ESTRATTO DEL DOCUMENTO:
Un gruppo di guerra in azione

Eppure, se lo avesse fatto, avrebbe potuto giustificarsi affermando di aver applicato la feroce legge del taglione poichè sua madre, sua moglie e i suoi figli erano stati massacrati dai Messicani mentre regnava la pace. In ogni caso, la crudeltà attribuita agli Apache non era comune nel senso che non era riferita a tutte le tribù.
Nella maggior parte dei casi i prigionieri di guerra erano trattati con riguardo. E a proposito di alcuni supplizi per così dire classici e ritenuti propri dell’uso indiano, vi sono molti errori da correggere. Così per quanto riguarda il famoso scalpo. E’ noto in che cosa consista questa sanguinosa operazione: il Pellerossa praticava una incisione circolare in tutta la regione occipitale sulla pelle del cranio del nemico vinto e strappava la capigliatura così separata.
La ragione di questa pratica odiosa risiede, come sovente, in una superstizione religiosa: il guerriero scalpato non poteva più essere condotto dal Grande Spirito nel Paradiso delle Grandi Cacce. Questo genere di supplizio era noto nell’antichità ed Erodoto narra come fosse in uso tra gli Sciti.


Sul sentiero di guerra

Esso è praticato, dopo l’epoca colombiana, soltanto dalle tribù del Nord-Est. L’abitudine dello scalpo era totalmente ignorata dagli Indiani della pianura prima dell’arrivo dei bianchi. I Sioux, gli Cheyenne, i Comanche, ecc. non la conoscono e l’apprendono con l’impatto dei Visi Pallidi, tra l’altro sotto la spinta dei collezionisti europei in cerca di questi trofei ed acquistandoli ad alto prezzo. Gli scalpi diventano una vera e propria merce e poiché il mercantilismo non si lascia sfuggire nessuna occasione di guadagno, gli intermediari arraffano il prodotto ovunque possibile.
La notizia si diffonde e siccome i primi produttori non sono in grado di soddisfare tutte le ordinazioni, i popoli vicini vengono a loro volta interessati all’affare e resi edotti del profitto che se ne può trarre. La materia prima è facilmente ottenibile, < >, come dice il viaggiatore francese Simonin, un cacciatore che lavora per proprio conto.


Un guerriero a cavallo

E gli Indiani cacciano le capigliature con la stessa buona volontà con cui cacciano le pellicce della della Compagnia della Baia di Hudson, senza scorgervi nulla di male. Questa pratica si diffonde nella prateria e nel secolo XVII tutti i Pellerossa sanno scalpare, né lo ritengono una colpa e poiché il valore commerciale del trofeo è considerevole, ne considerano il possesso come la prova di una impresa gloriosa. Poi l’interesse materiale passa in seconda linea e lo scalpo diviene simbolo di valore e di abilità come la penna d’aquila o l’artiglio dell’orso. Ma, dal punto di vista morale, è più criminale il collezionista che ha lanciato quella moda sanguinaria che il selvaggio che l’ha seguita. Un altro errore consiste nel credere che l’uomo scalpato non possa sopravvivere. La ferita in se stessa non è grave ed interessa una parte di cuoio capelluto larga quanto una mano. Così era frequente incontrare, tra i pionieri della prateria e gli abitanti delle cittadine del West, molti scalpati in buona salute. Costoro, quando erano a testa scoperta, mostravano una specie di tonsura un poco più larga, di solito nascosta da un fazzoletto legato alla spagnola quando ci si vergognava della sconfitta che simboleggiava.

ISTRUZIONI:
a) Ricopia dal brano sullo scalpo la parte compresa tra "La ragione di" e "tra gli Sciti.", estremi inclusi.
b) Scrivi il seguito del brano sullo scalpo, partendo da dove termina.
Le voci provengono da una fonte diversa.

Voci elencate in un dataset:

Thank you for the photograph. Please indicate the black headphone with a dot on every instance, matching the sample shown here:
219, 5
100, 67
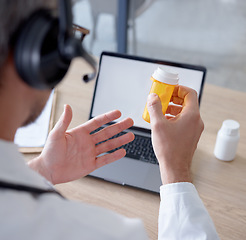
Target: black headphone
45, 46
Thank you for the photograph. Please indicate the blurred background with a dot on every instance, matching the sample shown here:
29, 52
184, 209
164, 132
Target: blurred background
211, 33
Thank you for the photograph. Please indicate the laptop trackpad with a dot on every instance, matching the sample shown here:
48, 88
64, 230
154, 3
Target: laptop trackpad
131, 172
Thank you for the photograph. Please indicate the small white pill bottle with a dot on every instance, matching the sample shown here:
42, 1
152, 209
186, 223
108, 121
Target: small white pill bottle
227, 140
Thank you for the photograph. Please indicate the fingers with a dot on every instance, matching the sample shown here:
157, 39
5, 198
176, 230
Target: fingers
114, 143
100, 120
110, 157
64, 120
112, 130
154, 108
184, 96
174, 109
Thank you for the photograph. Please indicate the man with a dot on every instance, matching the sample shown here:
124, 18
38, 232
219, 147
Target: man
30, 209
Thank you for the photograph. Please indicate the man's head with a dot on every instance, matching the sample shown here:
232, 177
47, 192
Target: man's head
19, 102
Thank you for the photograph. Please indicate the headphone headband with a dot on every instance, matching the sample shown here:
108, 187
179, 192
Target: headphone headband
45, 47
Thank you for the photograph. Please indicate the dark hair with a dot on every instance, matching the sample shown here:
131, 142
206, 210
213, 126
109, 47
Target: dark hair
12, 14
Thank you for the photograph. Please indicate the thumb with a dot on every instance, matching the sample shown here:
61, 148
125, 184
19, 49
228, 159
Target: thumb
64, 120
154, 107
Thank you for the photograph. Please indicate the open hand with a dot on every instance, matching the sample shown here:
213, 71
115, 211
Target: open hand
72, 154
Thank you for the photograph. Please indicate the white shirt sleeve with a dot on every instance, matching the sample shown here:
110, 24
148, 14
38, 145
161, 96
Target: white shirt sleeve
182, 214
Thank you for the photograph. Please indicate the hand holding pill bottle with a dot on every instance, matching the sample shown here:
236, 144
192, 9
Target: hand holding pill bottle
163, 85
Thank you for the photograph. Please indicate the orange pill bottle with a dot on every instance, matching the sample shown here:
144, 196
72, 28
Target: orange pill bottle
164, 82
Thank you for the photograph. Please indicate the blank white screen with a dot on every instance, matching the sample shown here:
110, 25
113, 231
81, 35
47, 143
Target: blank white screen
124, 84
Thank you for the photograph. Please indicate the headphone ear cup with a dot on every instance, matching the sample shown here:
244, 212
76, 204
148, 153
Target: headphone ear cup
37, 57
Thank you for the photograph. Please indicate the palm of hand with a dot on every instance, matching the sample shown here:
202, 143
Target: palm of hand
69, 155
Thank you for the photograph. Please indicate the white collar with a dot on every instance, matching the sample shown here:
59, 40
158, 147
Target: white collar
13, 168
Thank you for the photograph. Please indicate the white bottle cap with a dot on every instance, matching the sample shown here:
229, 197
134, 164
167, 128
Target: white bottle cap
166, 76
230, 127
227, 140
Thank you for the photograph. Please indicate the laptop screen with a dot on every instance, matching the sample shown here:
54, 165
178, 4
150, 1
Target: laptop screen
123, 83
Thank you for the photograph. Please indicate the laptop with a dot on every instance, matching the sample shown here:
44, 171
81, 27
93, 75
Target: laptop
123, 83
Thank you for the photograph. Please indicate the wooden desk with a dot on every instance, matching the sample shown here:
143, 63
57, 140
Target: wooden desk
222, 185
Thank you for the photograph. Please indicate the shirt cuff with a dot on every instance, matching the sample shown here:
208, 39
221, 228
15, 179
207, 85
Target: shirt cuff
176, 188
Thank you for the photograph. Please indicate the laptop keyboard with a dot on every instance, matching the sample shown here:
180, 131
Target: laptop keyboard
139, 149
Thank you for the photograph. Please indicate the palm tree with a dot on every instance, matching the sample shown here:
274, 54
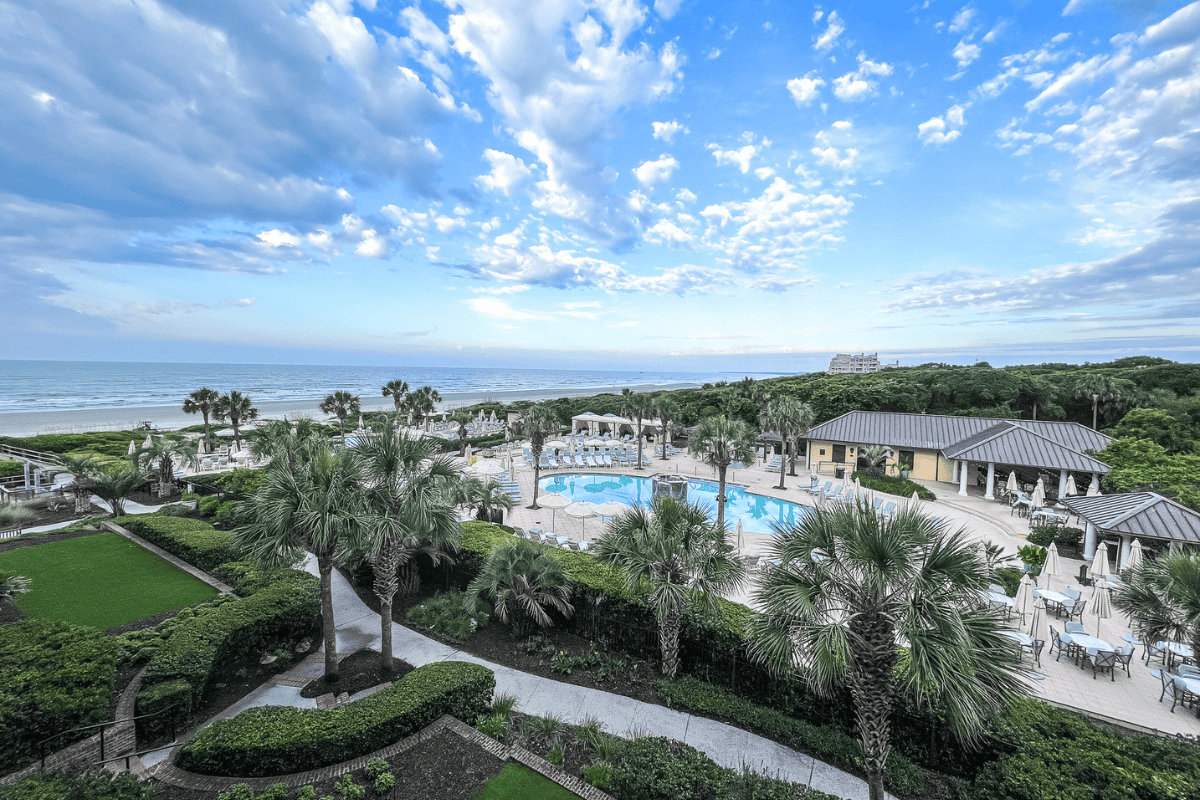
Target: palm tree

RISPOSTE:
a)
La ragione di questa pratica odiosa risiede, come sovente, in una superstizione religiosa: il guerriero scalpato non poteva più essere condotto dal Grande Spirito nel Paradiso delle Grandi Cacce. Questo genere di supplizio era noto nell’antichità ed Erodoto narra come fosse in uso tra gli Sciti.

b)
Comunque, questi precedenti, se riducono la responsabilità degli Indiani, ne provano la tendenza alla lotta.
L’arte della guerra, che tanto li appassionava, fu da essi portata al più alto grado di sviluppo raggiungibile con i mezzi a loro disposizione, mentre è giusto riconoscere che le leggi che la regolano sono osservate assai più scrupolosamente che non tra i popoli civili. Per esempio, un Capo, vincitore di una tribù nemica, ne assume il diritto di comando di cui si è mostrato capace in quanto più forte.


Un’imboscata

Se tuttavia i guerrieri non accettano il nuovo capo, il rifiuto non viene espresso in forme legali, bensì dal nuovo combattimento che dovrà sostenere per affermare la sua volontà, senza che corra il pericolo di essere tolto di mezzo da un agguato o da un assassinio dal quale non si possa difendere. Le nazioni evolute hanno meno riguardi per i capi loro imposti dal destino.
Anche i patti d’alleanza sono scrupolosamente rispettati, benché siano soltanto verbali. Le parole pronunciate attorno al fuoco del Consiglio, passando di mano in mano il calumet, impegnano l’onore di tutti coloro che le pronunciano e le approvano e l’onore è per il Pellerossa un legame che non si spezza.
I metodi di combattimento non differiscono molto da quelli usati per la caccia: si seguono le piste, si riconosce dal numero e dalla disposizione delle impronte quale sia il nemico, quando è transitato, dove e in quali condizioni lo si incontrerà.
Naturalmente, importanti cerimonie precedono il combattimento. Al rullo dei tamburi, ai segnali di fumo, i guerrieri accorrono per prendere parte alle danze indossando i vestiti, portando le armi e le pitture di guerra, consistenti, tra quasi tutti gli Indiani delle pianure, in una maschera rossa che copre il viso, a eccezione della fronte.


Sentinelle a guardia dell’accampamento

Le danze variano secondo le tribù. I guerrieri Sioux di inchinano davanti ad un braciere urlando: < >. Il capo raccoglie un pugno di terra lo spalma sulla guancia dei suoi uomini, invocando lo spirito del “Piccolo Grande Padre”, il bisonte, avo della tribù, con un gesto analogo a quello del bufalo che prima di caricare scava la terra con le corna e con lo zoccolo coprendosi il muso di terriccio. Ogni guerriero, completando il rito, trae un pezzo di carbone dalla sacca che ha al fianco e traccia segni particolari secondo incantesimi e diritti che gli sono propri. Poi tutti saltano e volteggiano con movimenti indiavolati,e dopo i canti sacri, hanno iniziato la marcia.
I comandi sono impartiti con un fischietto, che il capo porta sospeso sul petto, lungo circa venti cm e ricavato dal femore del tacchino selvaggio, che ha due suoni, uno per l’attacco e l’altro per la ritirata. Anche una bandierina serve per trasmettere ordini, quella color rosso dà inizio alla battaglia, invece un pezzo di stoffa bianca o una fronda sono il simbolo sacro dell’armistizio, che nessuno osa non rispettare.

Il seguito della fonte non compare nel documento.